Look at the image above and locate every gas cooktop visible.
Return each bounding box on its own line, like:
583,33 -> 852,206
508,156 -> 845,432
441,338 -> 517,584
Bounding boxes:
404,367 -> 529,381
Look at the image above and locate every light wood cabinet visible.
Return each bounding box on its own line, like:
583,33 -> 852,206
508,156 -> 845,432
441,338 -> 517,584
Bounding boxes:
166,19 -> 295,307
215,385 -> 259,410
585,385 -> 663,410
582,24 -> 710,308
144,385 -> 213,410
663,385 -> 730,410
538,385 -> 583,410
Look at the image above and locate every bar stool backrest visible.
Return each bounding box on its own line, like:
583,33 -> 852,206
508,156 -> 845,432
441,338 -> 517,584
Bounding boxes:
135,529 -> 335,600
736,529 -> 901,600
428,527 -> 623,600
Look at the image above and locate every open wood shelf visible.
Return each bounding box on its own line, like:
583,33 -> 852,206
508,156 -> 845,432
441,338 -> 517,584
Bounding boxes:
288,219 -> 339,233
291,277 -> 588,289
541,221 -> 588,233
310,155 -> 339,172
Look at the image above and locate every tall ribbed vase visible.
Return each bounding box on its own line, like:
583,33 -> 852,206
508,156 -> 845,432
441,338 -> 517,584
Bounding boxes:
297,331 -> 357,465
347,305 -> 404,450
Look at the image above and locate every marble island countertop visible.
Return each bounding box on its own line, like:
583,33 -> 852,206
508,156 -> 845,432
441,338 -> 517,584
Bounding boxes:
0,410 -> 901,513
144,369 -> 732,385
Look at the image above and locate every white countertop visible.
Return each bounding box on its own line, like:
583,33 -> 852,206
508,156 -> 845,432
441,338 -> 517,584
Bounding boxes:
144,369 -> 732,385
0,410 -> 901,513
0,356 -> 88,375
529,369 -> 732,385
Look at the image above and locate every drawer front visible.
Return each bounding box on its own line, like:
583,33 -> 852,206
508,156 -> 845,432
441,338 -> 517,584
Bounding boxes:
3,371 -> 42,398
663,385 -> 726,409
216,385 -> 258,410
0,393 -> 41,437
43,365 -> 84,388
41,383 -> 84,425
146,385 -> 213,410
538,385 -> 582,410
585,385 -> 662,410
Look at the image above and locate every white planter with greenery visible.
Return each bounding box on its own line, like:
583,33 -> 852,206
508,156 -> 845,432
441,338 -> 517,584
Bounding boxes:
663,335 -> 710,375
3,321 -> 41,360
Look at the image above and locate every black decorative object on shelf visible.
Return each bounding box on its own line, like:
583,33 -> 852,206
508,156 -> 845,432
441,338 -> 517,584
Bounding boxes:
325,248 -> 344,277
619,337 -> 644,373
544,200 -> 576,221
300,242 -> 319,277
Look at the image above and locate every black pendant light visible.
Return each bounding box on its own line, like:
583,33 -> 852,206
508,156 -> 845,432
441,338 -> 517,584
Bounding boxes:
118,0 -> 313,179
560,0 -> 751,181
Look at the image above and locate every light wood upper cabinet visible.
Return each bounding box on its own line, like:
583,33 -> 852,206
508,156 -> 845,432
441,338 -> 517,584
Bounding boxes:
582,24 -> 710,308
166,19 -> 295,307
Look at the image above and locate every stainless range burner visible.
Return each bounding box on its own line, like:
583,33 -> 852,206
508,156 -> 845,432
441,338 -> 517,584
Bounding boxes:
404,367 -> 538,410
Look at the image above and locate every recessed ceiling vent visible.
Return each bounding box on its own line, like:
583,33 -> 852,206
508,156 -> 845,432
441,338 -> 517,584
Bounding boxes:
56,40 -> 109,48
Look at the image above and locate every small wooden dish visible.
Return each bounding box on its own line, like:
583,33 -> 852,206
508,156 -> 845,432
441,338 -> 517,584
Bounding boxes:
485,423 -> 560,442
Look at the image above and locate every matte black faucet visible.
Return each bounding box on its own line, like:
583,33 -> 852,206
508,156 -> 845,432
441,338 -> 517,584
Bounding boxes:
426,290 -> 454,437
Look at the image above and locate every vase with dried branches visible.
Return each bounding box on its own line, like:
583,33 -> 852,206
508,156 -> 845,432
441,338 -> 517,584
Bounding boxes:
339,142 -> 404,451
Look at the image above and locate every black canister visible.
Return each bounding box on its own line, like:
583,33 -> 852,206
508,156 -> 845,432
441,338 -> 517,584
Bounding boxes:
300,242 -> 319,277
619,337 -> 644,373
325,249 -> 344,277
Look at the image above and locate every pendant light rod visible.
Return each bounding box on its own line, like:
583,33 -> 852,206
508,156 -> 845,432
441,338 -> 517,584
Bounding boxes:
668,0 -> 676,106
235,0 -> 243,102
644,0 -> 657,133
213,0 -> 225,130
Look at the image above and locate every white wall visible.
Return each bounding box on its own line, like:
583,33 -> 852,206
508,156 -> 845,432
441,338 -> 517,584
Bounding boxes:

===

▶ [What needs to be done] Reproduce all of the records above verbatim, keeping every line unchanged and in its original order.

▶ [Response to this task]
Look at the image above and locate every gas cooktop visible.
Return each bounding box on its own line, like:
583,33 -> 852,206
508,156 -> 845,432
441,338 -> 517,584
Bounding boxes:
404,367 -> 529,381
Look at the image above and locate every light wood cabinet visible.
Return each bounding box on its own line, like:
583,33 -> 852,206
508,156 -> 845,432
441,338 -> 517,584
Bounding boxes:
166,19 -> 295,307
215,385 -> 259,410
585,385 -> 663,410
582,24 -> 710,308
144,385 -> 213,410
663,385 -> 730,410
538,385 -> 583,410
Look at the image above and locate every bar stool backrest visible.
Return each bounding box on its own line, like:
583,33 -> 852,206
508,156 -> 845,432
441,338 -> 517,584
Bounding boxes:
135,529 -> 335,600
736,529 -> 901,600
428,527 -> 623,600
Look at the image above and locate every open wood shelf visible.
Return each bounding box on its own line, like:
583,33 -> 852,206
508,156 -> 845,432
441,338 -> 517,584
Bounding boxes:
288,219 -> 339,233
291,277 -> 588,289
541,221 -> 588,233
310,155 -> 339,172
Look at the image above and locate every tall ribbed vase visible.
Return each bounding box on its own line, like:
583,33 -> 852,206
508,156 -> 845,432
441,338 -> 517,584
Bounding boxes:
297,331 -> 357,465
347,305 -> 404,450
Look at the image above and locate every marble island countertop visible.
Return each bounding box on its own line, like:
583,33 -> 852,206
508,156 -> 845,432
441,338 -> 517,584
Bounding boxes:
0,410 -> 901,513
144,369 -> 732,385
Look at the image above and locate every white countertop visible.
Return each bounding box on its own line, like:
583,33 -> 852,206
508,156 -> 845,432
441,338 -> 517,584
Bounding boxes:
144,369 -> 732,385
0,410 -> 901,513
0,356 -> 88,375
529,369 -> 732,385
Look at the image above and locate every drawer front visible.
Return each bounding box on its own line, like:
583,33 -> 852,206
508,156 -> 845,432
441,338 -> 517,584
Bounding boxes:
3,371 -> 42,398
663,385 -> 726,409
216,385 -> 258,410
0,393 -> 41,437
43,365 -> 84,388
41,383 -> 84,425
146,385 -> 213,410
538,385 -> 582,410
585,385 -> 662,410
Look at the image above and locate every white planter with greenery visible.
Return each bounding box on its own line, like:
583,33 -> 852,206
508,156 -> 845,432
441,338 -> 517,584
Bounding boxes:
663,335 -> 710,375
3,321 -> 41,360
Look at the image above and locate every black decorative object on shelf visible.
Return each bounding box on its own line, like:
583,33 -> 852,206
508,156 -> 845,432
441,338 -> 517,584
Bounding boxes:
325,248 -> 344,277
619,337 -> 644,373
544,200 -> 576,221
300,242 -> 319,277
Look at the image above and locate every black pendant light visible.
Return each bounding box on its own line, like:
583,33 -> 852,206
508,156 -> 845,432
441,338 -> 517,584
Bounding boxes:
118,0 -> 313,179
560,0 -> 751,181
Look at the image above and locate every light wood upper cabinet visible.
Return each bounding box on its own line, like:
583,33 -> 852,206
508,156 -> 845,432
441,338 -> 517,584
Bounding boxes:
582,24 -> 710,308
166,19 -> 295,307
Look at the image above and locate every stainless range burner visible.
Return each bounding box on its own line, like:
583,33 -> 852,206
508,156 -> 845,432
441,338 -> 517,584
Bounding boxes:
404,367 -> 538,410
Look at the image above and locate every recessed ceiling vent visible.
Return each bounding box on its own line, like:
583,33 -> 852,206
508,156 -> 845,432
441,338 -> 517,584
Bounding boxes:
56,40 -> 109,48
Look at the image above and locate every small wooden dish visible.
Return each bounding box on its own line, like:
583,33 -> 852,206
508,156 -> 845,432
441,338 -> 517,584
Bounding boxes:
485,423 -> 560,442
Look at the image above and locate every matte black faucet visible.
Return each bounding box on its own line, like:
583,33 -> 852,206
508,156 -> 845,432
441,338 -> 517,584
Bounding boxes:
426,290 -> 454,437
Look at the image above and locate every vase with dried branches visible.
Return each bounding box on its own line, like:
583,33 -> 852,206
508,156 -> 845,432
441,338 -> 517,584
Bounding boxes:
339,142 -> 404,451
Look at the image above and locate every black canister visible.
Return each bounding box on its own line, like:
583,33 -> 852,206
508,156 -> 845,432
441,338 -> 517,584
Bounding boxes:
300,242 -> 319,277
619,337 -> 644,373
325,249 -> 344,277
Look at the image above and locate every pendant light rod visible.
Return each bounding box on its own line, like:
583,33 -> 852,206
508,156 -> 845,432
441,338 -> 517,584
Bounding boxes:
668,0 -> 676,106
235,0 -> 243,102
644,0 -> 657,133
213,0 -> 225,130
Look at the image above and locate every white wall visible.
Return each bounding box on its own line, like:
583,33 -> 852,206
508,156 -> 845,432
441,338 -> 517,584
Bounding boxes:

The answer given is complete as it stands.